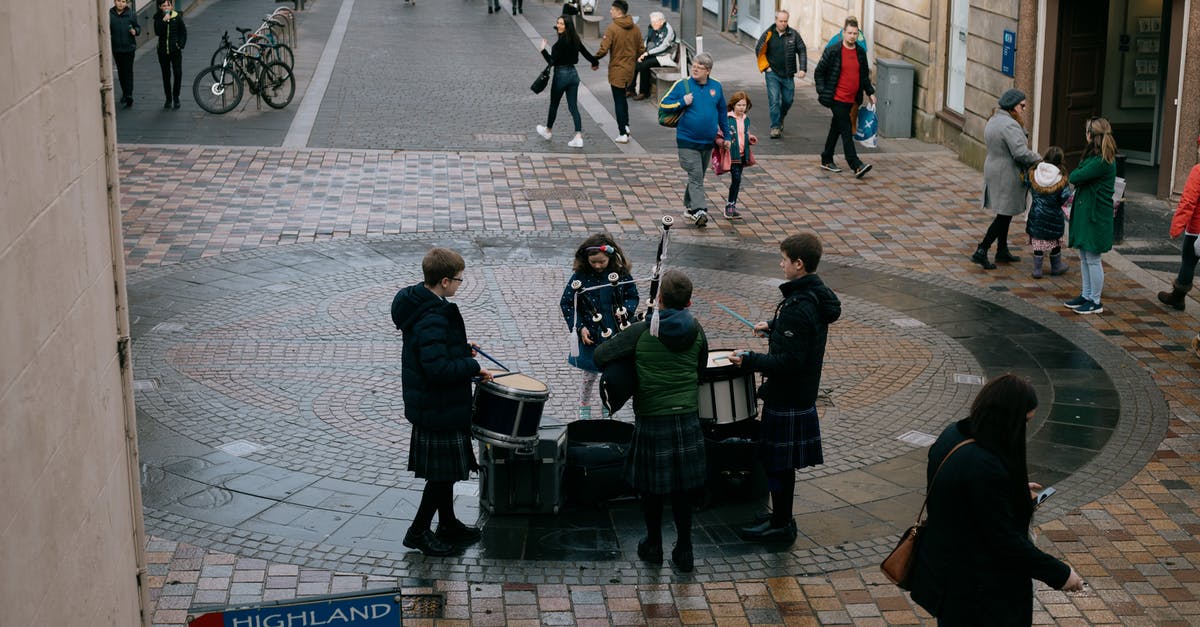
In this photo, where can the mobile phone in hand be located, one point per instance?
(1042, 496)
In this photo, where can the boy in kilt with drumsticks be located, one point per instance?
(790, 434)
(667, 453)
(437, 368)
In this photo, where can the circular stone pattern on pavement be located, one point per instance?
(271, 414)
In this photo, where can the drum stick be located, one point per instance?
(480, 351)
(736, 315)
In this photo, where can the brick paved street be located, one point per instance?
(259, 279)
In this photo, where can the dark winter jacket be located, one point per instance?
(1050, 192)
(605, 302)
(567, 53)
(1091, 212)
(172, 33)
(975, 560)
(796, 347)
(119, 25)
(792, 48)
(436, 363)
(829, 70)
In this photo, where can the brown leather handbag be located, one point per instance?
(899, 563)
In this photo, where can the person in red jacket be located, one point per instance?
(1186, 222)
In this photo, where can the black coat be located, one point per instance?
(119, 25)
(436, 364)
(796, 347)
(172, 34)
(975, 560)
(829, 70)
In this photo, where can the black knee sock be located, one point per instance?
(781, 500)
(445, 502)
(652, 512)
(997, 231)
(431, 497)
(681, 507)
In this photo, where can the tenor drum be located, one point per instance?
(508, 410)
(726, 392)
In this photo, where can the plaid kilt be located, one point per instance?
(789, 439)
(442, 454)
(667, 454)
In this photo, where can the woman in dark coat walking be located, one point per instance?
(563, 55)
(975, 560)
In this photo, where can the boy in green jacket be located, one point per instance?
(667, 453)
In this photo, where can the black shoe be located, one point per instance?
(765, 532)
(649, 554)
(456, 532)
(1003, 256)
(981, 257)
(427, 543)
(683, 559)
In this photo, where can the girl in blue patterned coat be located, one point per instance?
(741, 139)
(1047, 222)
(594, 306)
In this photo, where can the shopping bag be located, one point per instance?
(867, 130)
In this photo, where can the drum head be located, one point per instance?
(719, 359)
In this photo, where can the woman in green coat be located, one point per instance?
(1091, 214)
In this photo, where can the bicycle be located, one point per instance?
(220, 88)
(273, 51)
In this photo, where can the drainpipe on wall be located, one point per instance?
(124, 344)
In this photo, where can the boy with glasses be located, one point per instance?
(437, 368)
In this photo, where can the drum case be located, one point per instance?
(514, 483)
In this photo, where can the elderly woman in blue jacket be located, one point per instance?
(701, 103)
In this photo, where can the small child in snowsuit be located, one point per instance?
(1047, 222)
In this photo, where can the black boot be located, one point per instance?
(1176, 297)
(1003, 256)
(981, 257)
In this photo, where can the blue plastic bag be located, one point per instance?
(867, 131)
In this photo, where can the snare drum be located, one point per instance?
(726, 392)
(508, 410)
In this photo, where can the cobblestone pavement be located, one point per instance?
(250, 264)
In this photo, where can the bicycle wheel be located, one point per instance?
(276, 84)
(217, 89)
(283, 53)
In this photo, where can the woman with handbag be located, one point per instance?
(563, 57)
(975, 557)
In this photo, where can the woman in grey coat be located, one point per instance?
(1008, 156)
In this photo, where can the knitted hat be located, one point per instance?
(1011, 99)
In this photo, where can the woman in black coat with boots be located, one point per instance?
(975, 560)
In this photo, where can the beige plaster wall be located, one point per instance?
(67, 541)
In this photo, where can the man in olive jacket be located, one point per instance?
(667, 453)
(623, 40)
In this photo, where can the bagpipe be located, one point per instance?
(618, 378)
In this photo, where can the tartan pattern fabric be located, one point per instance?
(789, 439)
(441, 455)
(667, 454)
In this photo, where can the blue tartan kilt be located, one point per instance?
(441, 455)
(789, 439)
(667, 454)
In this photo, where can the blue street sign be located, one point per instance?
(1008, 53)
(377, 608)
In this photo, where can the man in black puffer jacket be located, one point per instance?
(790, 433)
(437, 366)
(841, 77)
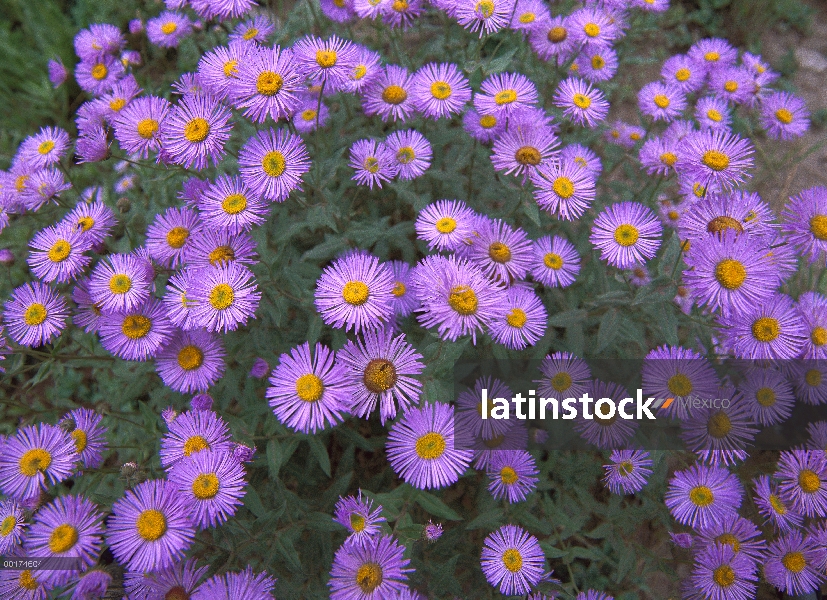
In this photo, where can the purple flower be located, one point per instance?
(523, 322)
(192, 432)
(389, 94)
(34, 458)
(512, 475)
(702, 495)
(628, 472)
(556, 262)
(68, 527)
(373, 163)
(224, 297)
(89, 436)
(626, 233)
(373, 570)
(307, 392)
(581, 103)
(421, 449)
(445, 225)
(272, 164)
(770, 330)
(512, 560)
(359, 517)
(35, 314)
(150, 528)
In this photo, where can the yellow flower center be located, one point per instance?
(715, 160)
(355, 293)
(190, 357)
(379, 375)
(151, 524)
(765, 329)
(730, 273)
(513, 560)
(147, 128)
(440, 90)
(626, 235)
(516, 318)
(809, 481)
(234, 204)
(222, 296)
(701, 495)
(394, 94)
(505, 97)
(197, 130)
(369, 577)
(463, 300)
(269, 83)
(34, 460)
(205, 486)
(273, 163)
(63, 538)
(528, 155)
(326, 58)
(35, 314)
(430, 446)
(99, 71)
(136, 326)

^^^^

[Given request]:
Copy out the lines from the one that contains "In this photo, where can the man in olive" through the last line, including both. Leave the pictures out of your copy.

[Answer for this exercise]:
In this photo, where can the man in olive jacket be located, one point per instance?
(667, 453)
(623, 40)
In this photo, where can the bagpipe be located, one point per instance?
(618, 378)
In this photo, where can the tartan pattern fabric be located, one point per instance?
(789, 439)
(441, 455)
(667, 454)
In this photo, where can the blue tartan kilt be located, one point per instance?
(441, 455)
(789, 439)
(667, 454)
In this photo, where can the blue street sign be located, one point per instance?
(1008, 53)
(377, 608)
In this photo, where can the man in black puffer jacket be located, one point per instance?
(790, 433)
(437, 366)
(841, 77)
In this photo, where can the purple flower be located, one point per instance?
(523, 322)
(192, 432)
(389, 94)
(34, 458)
(512, 475)
(702, 495)
(628, 472)
(556, 262)
(68, 527)
(373, 163)
(224, 297)
(89, 436)
(626, 233)
(373, 570)
(307, 392)
(581, 103)
(421, 449)
(445, 225)
(272, 164)
(770, 330)
(512, 560)
(359, 517)
(35, 314)
(150, 528)
In this photo, where can the yellow flower center be located, one point per instance?
(715, 160)
(355, 293)
(190, 357)
(379, 375)
(151, 524)
(765, 329)
(730, 273)
(513, 560)
(147, 128)
(440, 90)
(626, 235)
(516, 318)
(809, 481)
(234, 204)
(222, 296)
(701, 495)
(394, 94)
(505, 97)
(197, 130)
(369, 577)
(463, 300)
(269, 83)
(34, 460)
(205, 486)
(273, 163)
(63, 538)
(528, 155)
(326, 58)
(35, 314)
(430, 446)
(99, 71)
(136, 326)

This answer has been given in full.